##### Testo da leggere

Ora io rispondo a questo interrogativo, dichiarando che, attraverso un esame obiettivo, freddo della situazione, non ci sono attualmente in Europa questioni di ampiezza e di acutezza tale da giustificare una guerra, che, da europea, diventerebbe, per logico sviluppo di eventi, universale. Ci sono dei nodi nella politica europea, ma, per sciogliere questi nodi, non è forse necessario di ricorrere alla spada. Tuttavia, bisogna che questi nodi siano una buona volta risolti, perché talora si preferisce a una troppo lunga incertezza una dura realtà.

Questo non è soltanto il pensiero dell'Italia, ma è anche il pensiero della Germania, e quindi dell'Asse, di quell'Asse che, dopo essere stato per molti anni un'azione parallela dei due Regimi e delle due Rivoluzioni, diventerà, attraverso il patto di Milano e attraverso l'alleanza militare che sarà firmata entro questo mese a Berlino, una comunione inscindibile dei due Stati e dei due Popoli.

Coloro che, ad ogni mattina, spiavano, forse con cannocchiali rovesciati, una possibile incrinatura o frattura, saranno ora confusi e umiliati. E nessuno coltivi delle ridicole, superflue illusioni e nessuno si abbandoni a una superficiale casistica, perché la dottrina del Fascismo è chiara e la mia volontà inflessibile. Come prima e meglio di prima.

Noi marceremo con la Germania, per dare all'Europa quella pace con giustizia, che è nel desiderio profondo di tutti i popoli. I polemisti delle grandi democrazie sono invitati a dare un giudizio possibilmente equo di questo nostro punto di vista. Noi non desideriamo la pace semplicemente perché la nostra situazione interna è com'è noto, catastrofica. Sono ormai 17 anni che i nostri avversari attendono invano la famosa catastrofe e attenderanno invano per molto tempo.

E non è nemmeno per una paura fisica della guerra, sentimento che ci è ignoto. Ecco perché le elucubrazioni di alcuni strateghi da tavolino dell'oltre vicina frontiera, nelle quali elucubrazioni si parla di facili passeggiate nella Valle del Po, ci fanno sorridere.

I tempi di Francesco I e di Carlo VIII sono passati. Una guerra del « gesso» non è più pensabile.

Anche quando dietro le Alpi non c'era, come oggi, un popolo formidabilmente compatto di 45 milioni di anime, gli invasori stranieri da Talamone a Fornovo non ebbero mai lunga fortuna in Italia e nella vostra gloriosa storia militare, o Piemontesi, vi sono molti episodi memorabili, che dimostrano come qualmente non sia igienico proporsi di passeggiare da prepotenti per le contrade d'Italia.

Ma è il caso di domandarsi: al sincero desiderio di pace degli Stati totalitari, corrisponde un altrettanto sincero desiderio di pace da parte delle grandi democrazie? (La folla grida: « No! No! »). Avete già risposto: io mi limiterò a dire che allo stato degli atti è lecito dubitarne.

##########
##### Contenuto dei dati

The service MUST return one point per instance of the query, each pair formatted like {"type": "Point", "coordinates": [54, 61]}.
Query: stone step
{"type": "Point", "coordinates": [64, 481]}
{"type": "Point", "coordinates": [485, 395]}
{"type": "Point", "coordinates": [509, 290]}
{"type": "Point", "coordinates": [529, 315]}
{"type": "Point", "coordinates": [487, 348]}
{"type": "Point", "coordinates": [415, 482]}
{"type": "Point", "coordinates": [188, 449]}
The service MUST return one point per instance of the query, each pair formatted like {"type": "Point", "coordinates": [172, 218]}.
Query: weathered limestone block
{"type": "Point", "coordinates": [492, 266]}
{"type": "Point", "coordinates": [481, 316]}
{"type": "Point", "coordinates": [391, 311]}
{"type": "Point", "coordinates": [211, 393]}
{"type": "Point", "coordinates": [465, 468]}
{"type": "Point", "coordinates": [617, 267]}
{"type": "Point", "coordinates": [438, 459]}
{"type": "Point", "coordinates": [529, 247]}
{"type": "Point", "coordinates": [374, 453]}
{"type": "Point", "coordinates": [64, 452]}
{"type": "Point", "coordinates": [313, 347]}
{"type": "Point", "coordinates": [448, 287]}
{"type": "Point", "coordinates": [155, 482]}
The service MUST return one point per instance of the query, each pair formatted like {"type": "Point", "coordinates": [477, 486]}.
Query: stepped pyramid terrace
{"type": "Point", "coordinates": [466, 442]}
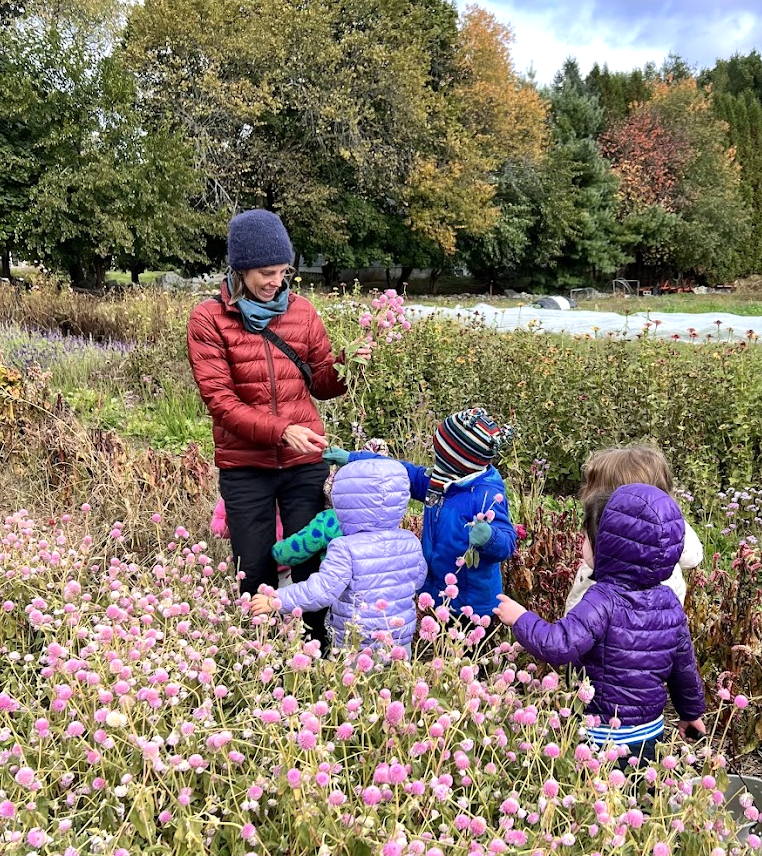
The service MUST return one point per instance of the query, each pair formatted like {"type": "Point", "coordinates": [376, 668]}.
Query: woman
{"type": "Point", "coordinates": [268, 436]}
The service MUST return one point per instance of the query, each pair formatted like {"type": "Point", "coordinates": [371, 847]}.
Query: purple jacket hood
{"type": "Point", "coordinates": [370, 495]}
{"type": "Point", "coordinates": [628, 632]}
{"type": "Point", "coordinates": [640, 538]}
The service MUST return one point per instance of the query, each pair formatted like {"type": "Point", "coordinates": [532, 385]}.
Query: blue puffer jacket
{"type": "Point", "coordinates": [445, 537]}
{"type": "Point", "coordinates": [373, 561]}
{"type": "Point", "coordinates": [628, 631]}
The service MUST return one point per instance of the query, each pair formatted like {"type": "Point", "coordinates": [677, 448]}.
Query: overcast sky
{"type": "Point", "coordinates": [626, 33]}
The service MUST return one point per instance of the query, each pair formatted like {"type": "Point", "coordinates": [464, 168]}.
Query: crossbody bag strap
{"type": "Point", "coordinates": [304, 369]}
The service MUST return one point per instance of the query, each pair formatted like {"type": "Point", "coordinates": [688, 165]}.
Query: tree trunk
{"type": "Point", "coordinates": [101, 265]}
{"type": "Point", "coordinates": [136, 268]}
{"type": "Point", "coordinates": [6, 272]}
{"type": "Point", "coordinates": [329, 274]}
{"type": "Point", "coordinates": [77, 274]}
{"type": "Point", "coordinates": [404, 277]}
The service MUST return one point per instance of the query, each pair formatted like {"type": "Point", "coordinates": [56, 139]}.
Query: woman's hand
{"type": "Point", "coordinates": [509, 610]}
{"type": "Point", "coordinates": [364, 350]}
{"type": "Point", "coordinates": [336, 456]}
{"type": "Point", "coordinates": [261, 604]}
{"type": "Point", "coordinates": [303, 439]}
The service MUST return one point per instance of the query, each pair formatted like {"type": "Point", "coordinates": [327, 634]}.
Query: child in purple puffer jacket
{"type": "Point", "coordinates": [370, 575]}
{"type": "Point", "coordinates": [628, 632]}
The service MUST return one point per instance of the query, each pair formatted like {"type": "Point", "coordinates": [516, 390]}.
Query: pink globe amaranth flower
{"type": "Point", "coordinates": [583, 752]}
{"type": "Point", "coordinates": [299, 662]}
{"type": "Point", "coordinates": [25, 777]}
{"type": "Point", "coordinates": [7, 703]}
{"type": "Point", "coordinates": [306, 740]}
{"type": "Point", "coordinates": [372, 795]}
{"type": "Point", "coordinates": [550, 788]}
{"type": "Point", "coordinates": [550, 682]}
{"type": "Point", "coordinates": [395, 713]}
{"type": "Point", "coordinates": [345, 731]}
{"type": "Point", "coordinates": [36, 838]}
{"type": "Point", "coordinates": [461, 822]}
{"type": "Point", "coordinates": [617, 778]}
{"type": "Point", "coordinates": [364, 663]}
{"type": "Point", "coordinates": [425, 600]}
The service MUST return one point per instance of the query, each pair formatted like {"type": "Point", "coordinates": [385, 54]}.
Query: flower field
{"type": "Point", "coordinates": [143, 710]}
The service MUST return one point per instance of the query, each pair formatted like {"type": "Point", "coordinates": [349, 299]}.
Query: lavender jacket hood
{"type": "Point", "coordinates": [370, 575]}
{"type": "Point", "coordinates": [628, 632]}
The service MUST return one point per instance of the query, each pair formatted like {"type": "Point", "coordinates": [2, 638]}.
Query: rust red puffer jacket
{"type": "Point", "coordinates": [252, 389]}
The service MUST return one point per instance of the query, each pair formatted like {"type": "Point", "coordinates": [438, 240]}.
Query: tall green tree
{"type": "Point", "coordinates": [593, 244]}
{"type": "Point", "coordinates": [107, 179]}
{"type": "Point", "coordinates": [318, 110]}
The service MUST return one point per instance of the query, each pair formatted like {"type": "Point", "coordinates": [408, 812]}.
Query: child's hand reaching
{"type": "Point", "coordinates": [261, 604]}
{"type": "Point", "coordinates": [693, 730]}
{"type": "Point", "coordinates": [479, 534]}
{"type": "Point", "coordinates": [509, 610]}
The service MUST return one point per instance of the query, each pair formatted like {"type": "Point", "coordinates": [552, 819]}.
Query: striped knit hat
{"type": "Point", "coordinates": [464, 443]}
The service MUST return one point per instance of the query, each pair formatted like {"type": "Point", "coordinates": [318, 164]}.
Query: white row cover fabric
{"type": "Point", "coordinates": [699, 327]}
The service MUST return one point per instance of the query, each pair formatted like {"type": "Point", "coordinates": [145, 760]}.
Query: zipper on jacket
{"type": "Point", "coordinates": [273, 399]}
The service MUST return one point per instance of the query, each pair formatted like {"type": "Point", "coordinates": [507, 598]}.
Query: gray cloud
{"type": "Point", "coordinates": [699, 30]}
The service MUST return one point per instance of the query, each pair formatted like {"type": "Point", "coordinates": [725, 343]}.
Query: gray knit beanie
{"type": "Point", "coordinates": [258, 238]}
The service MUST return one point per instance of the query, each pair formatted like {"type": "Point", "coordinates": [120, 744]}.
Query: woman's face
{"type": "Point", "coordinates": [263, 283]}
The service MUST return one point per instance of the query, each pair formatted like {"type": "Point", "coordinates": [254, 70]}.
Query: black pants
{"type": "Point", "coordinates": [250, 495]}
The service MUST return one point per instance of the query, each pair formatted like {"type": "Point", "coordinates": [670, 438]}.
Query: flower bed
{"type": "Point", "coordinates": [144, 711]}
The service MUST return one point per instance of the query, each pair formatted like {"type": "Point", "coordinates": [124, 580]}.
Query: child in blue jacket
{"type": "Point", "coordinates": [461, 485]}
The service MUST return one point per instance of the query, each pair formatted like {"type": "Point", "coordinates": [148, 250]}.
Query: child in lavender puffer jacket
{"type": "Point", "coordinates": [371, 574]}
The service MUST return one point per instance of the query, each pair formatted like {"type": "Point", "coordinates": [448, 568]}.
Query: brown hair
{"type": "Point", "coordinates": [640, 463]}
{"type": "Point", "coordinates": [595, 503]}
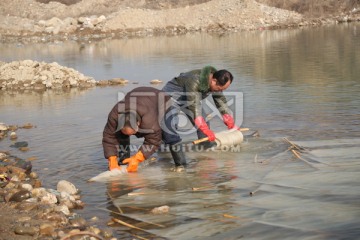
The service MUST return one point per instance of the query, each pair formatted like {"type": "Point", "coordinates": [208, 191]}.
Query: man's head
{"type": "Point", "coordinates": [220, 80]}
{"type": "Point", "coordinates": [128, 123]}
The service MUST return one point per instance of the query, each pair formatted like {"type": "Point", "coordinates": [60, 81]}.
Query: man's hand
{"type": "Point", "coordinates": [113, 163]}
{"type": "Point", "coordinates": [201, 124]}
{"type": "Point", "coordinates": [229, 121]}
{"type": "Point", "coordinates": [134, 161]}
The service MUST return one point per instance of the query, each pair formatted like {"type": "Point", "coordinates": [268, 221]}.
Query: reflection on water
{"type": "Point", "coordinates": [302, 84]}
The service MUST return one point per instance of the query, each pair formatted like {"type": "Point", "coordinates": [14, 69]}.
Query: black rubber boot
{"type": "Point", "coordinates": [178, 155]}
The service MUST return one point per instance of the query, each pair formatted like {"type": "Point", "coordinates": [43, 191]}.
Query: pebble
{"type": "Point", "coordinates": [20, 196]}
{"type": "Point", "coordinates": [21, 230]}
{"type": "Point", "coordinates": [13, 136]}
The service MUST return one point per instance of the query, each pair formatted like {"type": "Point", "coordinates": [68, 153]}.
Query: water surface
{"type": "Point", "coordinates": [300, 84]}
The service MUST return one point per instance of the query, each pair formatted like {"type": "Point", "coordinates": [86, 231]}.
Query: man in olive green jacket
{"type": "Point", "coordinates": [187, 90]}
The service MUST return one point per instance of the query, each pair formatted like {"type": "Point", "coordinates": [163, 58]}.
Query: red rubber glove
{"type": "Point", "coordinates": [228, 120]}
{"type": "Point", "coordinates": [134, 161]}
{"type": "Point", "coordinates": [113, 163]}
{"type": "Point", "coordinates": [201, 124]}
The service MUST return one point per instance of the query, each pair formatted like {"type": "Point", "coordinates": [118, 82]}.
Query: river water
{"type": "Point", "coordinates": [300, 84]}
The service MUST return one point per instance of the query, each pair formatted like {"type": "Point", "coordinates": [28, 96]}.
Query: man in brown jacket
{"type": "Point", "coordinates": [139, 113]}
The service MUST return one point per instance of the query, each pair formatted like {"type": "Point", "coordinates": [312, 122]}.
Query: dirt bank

##########

Cose da fare:
a) Secondo il testo, in quale città sarà firmata l'alleanza militare?
b) Conta quante righe contengono la parola "water", distinguendo tra maiuscole e minuscole, e scrivi soltanto il numero.
Il testo e le righe non hanno alcun legame tra loro.

Risultati finali:
a) A Berlino.

b) 3